ROWS:
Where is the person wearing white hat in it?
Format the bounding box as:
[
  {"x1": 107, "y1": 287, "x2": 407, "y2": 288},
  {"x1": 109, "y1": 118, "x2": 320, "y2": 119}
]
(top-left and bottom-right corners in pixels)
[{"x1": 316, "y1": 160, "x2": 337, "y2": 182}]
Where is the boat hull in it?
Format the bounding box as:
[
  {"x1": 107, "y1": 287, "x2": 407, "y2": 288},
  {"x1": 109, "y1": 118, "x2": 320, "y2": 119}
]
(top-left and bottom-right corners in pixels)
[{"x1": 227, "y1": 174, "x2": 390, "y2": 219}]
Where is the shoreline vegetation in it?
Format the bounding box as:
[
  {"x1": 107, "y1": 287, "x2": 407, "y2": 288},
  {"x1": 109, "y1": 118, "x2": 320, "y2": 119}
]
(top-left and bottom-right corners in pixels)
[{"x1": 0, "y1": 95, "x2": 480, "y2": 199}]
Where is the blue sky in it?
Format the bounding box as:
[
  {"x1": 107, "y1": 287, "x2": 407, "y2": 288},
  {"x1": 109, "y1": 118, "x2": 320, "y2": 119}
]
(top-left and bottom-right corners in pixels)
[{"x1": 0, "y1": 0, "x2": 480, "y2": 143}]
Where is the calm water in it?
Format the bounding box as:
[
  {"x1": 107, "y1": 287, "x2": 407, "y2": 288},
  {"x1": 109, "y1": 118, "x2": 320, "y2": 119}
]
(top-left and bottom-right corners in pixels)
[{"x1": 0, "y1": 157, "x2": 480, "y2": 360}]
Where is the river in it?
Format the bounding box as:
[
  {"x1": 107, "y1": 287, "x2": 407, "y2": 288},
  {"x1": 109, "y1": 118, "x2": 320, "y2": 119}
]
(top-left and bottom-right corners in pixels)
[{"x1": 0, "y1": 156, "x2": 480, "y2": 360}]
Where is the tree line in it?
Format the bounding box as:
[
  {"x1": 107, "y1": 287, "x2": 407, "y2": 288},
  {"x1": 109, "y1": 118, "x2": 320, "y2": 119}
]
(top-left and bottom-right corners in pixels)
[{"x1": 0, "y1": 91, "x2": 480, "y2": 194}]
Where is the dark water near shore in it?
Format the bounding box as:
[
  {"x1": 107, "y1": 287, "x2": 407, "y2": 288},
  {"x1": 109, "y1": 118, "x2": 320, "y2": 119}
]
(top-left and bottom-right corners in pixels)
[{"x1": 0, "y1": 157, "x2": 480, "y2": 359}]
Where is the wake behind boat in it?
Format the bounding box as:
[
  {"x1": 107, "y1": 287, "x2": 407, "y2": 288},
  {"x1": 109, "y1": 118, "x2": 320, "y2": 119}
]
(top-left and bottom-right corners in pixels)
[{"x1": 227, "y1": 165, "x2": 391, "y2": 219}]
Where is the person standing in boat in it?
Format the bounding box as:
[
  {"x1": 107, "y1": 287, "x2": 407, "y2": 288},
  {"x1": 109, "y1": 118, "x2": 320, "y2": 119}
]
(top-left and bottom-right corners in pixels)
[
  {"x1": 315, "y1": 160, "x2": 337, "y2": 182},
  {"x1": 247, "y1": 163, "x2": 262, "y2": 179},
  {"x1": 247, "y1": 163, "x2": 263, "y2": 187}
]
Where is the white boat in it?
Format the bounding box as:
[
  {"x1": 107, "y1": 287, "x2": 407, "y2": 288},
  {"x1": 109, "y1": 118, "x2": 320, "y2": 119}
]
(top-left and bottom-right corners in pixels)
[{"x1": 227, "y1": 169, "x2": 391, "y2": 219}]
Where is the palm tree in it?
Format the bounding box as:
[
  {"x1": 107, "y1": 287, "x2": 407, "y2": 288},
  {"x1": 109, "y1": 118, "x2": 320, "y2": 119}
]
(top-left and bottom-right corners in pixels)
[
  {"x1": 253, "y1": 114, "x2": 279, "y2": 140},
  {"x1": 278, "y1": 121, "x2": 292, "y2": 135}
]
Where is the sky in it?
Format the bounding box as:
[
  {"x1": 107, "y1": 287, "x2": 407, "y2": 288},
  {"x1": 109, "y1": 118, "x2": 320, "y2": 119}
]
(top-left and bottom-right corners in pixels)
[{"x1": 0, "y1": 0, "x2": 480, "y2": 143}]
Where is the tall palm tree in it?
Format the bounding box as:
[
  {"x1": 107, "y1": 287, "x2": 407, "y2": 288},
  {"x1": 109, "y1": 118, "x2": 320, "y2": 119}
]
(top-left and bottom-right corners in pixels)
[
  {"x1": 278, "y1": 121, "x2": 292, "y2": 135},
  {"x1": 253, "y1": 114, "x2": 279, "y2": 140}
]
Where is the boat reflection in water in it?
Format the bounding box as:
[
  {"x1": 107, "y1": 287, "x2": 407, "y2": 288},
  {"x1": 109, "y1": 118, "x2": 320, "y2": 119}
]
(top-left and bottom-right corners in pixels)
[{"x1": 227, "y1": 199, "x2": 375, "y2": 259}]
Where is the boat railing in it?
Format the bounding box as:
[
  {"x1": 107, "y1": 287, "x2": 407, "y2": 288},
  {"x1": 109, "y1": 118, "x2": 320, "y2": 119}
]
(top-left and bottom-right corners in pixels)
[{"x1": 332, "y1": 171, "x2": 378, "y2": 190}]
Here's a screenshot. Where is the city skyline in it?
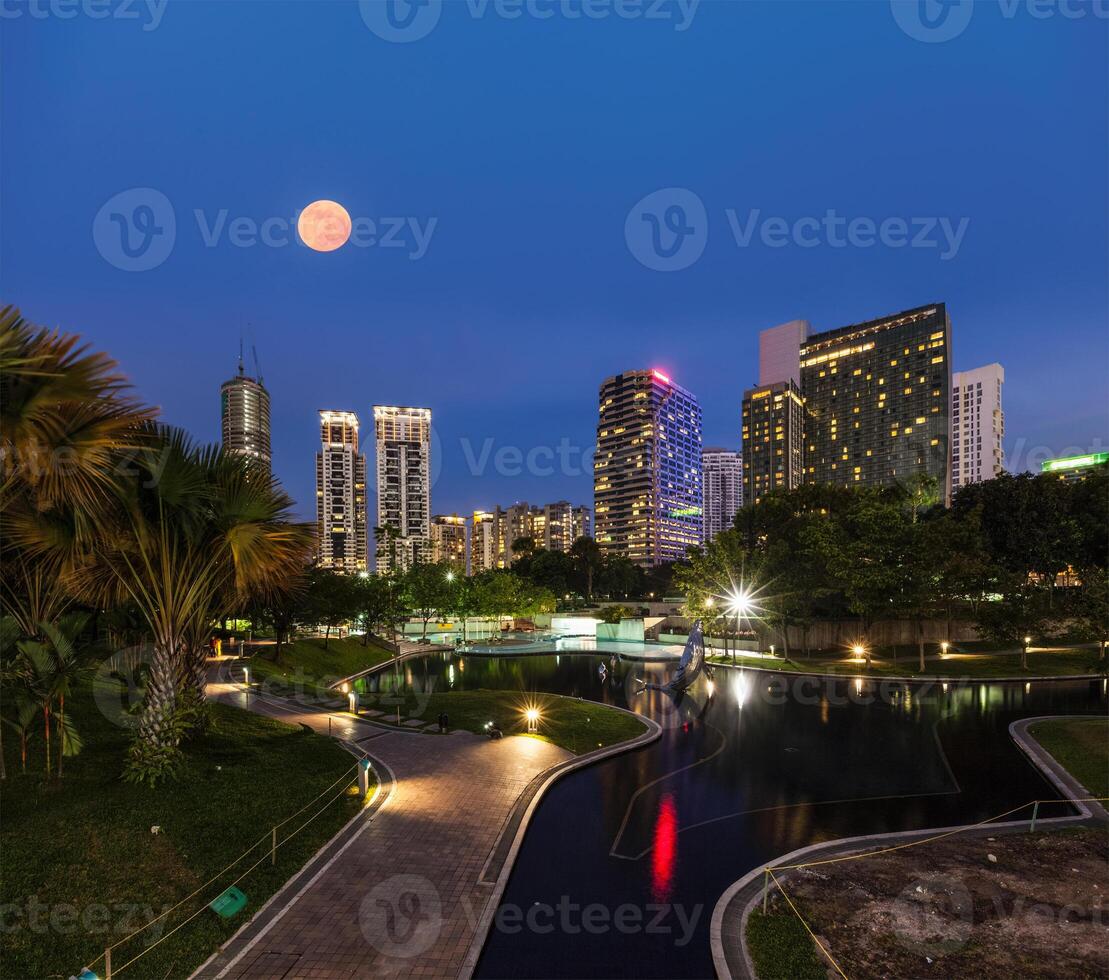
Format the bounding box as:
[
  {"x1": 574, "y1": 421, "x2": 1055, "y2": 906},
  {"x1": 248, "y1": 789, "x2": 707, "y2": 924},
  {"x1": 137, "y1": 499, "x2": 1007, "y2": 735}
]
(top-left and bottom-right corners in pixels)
[{"x1": 0, "y1": 2, "x2": 1109, "y2": 527}]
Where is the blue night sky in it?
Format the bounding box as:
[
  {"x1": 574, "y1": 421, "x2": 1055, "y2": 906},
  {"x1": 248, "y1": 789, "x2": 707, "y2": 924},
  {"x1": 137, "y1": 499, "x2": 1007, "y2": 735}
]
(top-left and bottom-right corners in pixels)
[{"x1": 0, "y1": 0, "x2": 1109, "y2": 515}]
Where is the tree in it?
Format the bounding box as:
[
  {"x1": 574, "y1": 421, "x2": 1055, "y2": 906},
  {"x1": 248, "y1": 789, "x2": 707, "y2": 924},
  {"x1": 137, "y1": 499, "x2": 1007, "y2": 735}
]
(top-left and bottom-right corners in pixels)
[
  {"x1": 80, "y1": 427, "x2": 312, "y2": 784},
  {"x1": 405, "y1": 562, "x2": 455, "y2": 642},
  {"x1": 301, "y1": 566, "x2": 358, "y2": 650}
]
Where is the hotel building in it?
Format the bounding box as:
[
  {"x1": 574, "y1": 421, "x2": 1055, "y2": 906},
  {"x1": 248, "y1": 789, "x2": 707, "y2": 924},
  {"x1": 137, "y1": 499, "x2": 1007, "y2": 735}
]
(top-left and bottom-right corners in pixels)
[
  {"x1": 316, "y1": 410, "x2": 367, "y2": 574},
  {"x1": 431, "y1": 513, "x2": 468, "y2": 572},
  {"x1": 798, "y1": 303, "x2": 952, "y2": 501},
  {"x1": 701, "y1": 448, "x2": 743, "y2": 542},
  {"x1": 593, "y1": 370, "x2": 702, "y2": 566},
  {"x1": 952, "y1": 364, "x2": 1005, "y2": 492},
  {"x1": 374, "y1": 405, "x2": 431, "y2": 573},
  {"x1": 220, "y1": 358, "x2": 273, "y2": 472},
  {"x1": 742, "y1": 380, "x2": 805, "y2": 504}
]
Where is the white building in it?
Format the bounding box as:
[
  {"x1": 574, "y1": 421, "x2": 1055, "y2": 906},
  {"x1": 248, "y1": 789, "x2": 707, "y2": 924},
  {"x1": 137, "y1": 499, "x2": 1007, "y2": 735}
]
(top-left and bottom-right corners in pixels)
[
  {"x1": 952, "y1": 364, "x2": 1005, "y2": 492},
  {"x1": 374, "y1": 405, "x2": 431, "y2": 573},
  {"x1": 759, "y1": 320, "x2": 812, "y2": 387},
  {"x1": 701, "y1": 448, "x2": 743, "y2": 542},
  {"x1": 316, "y1": 410, "x2": 367, "y2": 574}
]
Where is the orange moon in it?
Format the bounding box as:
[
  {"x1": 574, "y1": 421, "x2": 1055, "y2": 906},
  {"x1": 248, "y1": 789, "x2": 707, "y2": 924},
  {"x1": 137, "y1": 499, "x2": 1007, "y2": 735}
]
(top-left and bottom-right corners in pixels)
[{"x1": 296, "y1": 201, "x2": 350, "y2": 252}]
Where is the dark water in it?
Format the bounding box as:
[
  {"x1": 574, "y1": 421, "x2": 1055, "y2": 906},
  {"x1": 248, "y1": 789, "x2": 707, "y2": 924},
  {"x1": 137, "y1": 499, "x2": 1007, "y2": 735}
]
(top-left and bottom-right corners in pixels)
[{"x1": 359, "y1": 654, "x2": 1107, "y2": 978}]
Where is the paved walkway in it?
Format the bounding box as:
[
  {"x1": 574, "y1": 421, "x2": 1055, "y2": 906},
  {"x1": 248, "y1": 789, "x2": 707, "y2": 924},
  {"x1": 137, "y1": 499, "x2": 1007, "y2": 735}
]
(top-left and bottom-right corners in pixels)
[{"x1": 196, "y1": 681, "x2": 571, "y2": 980}]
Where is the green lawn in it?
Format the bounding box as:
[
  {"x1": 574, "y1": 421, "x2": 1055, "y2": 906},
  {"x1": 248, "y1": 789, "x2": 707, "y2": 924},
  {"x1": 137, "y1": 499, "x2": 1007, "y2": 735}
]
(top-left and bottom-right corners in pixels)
[
  {"x1": 1028, "y1": 718, "x2": 1109, "y2": 797},
  {"x1": 746, "y1": 892, "x2": 828, "y2": 980},
  {"x1": 250, "y1": 636, "x2": 394, "y2": 696},
  {"x1": 709, "y1": 649, "x2": 1106, "y2": 677},
  {"x1": 0, "y1": 681, "x2": 358, "y2": 978},
  {"x1": 365, "y1": 691, "x2": 647, "y2": 755}
]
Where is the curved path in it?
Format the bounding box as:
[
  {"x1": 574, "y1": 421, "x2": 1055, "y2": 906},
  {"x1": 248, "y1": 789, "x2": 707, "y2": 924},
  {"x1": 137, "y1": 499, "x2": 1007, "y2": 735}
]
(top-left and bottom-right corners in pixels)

DO THIS: Can you return every line of the data above that contains the word "person", with each line copied in full?

TASK OUTPUT:
Where is the person wearing white hat in it?
Where is the person standing in boat in it?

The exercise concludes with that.